What you will do
Retype the tail of the data exactly, starting at the line containing "Could you identify the white support" and stopping at the last line.

Entries shown
####
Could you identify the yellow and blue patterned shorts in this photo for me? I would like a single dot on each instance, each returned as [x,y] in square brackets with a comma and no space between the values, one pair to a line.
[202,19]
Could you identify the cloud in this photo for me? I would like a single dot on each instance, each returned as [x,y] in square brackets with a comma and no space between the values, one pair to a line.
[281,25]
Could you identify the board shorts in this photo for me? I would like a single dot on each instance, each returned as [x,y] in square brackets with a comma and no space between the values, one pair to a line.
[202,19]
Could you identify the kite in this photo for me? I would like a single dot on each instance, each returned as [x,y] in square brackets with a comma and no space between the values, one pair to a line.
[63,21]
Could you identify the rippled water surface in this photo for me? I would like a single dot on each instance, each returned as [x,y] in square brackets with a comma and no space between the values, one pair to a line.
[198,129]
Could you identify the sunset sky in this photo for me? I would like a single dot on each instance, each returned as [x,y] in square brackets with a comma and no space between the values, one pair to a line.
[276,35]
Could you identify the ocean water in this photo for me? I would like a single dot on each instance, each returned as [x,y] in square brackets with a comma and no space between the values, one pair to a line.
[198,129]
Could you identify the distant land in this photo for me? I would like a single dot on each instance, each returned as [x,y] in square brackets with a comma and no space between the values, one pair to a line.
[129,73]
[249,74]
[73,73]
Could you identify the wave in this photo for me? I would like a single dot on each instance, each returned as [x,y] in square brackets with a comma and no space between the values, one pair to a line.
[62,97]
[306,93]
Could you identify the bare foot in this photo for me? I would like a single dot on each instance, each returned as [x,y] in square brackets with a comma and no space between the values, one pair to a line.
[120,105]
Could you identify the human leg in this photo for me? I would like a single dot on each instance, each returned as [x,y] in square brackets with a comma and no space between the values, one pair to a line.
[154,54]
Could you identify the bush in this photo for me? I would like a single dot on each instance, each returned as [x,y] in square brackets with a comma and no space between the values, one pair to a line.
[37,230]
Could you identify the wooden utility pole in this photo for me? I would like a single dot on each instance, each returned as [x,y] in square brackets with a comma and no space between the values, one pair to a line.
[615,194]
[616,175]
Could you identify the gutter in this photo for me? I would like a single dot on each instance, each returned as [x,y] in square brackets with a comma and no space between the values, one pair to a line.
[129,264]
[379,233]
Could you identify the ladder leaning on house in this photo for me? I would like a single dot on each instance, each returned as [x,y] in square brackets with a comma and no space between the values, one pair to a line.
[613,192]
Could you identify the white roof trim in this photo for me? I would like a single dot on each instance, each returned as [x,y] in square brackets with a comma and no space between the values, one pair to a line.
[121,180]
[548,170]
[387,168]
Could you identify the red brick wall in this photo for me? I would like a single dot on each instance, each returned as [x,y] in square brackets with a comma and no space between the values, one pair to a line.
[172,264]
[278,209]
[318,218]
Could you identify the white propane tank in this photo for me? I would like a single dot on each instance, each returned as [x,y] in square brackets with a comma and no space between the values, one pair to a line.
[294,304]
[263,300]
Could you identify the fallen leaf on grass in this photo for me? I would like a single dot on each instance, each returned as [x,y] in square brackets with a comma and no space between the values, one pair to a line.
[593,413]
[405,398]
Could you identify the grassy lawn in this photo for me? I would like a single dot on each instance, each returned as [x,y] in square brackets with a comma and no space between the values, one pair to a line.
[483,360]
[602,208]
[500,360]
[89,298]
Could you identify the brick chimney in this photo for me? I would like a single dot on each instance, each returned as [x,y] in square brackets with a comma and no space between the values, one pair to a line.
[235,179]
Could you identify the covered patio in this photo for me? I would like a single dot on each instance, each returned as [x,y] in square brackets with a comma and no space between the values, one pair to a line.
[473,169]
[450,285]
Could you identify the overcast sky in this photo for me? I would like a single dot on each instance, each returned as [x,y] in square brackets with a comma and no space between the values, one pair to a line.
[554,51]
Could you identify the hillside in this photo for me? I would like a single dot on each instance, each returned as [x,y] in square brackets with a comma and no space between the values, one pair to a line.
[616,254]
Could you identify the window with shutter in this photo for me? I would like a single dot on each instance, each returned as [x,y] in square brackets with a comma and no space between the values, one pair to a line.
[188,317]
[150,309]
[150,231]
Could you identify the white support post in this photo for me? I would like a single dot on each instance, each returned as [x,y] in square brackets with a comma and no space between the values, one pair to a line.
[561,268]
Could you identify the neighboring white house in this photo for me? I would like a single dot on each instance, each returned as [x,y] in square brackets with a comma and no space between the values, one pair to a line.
####
Task response
Could you identify the white support post in this photo for me? I would like a single dot on each instance, each returned as [x,y] in square brackets with a comma and no space between the values, one pair to a line.
[561,268]
Could you identify the neighboring white house in this photo for me? I would like a single dot on each instance, each returned as [x,y] in square brackets with a comma and no space between the values, one pair to a line.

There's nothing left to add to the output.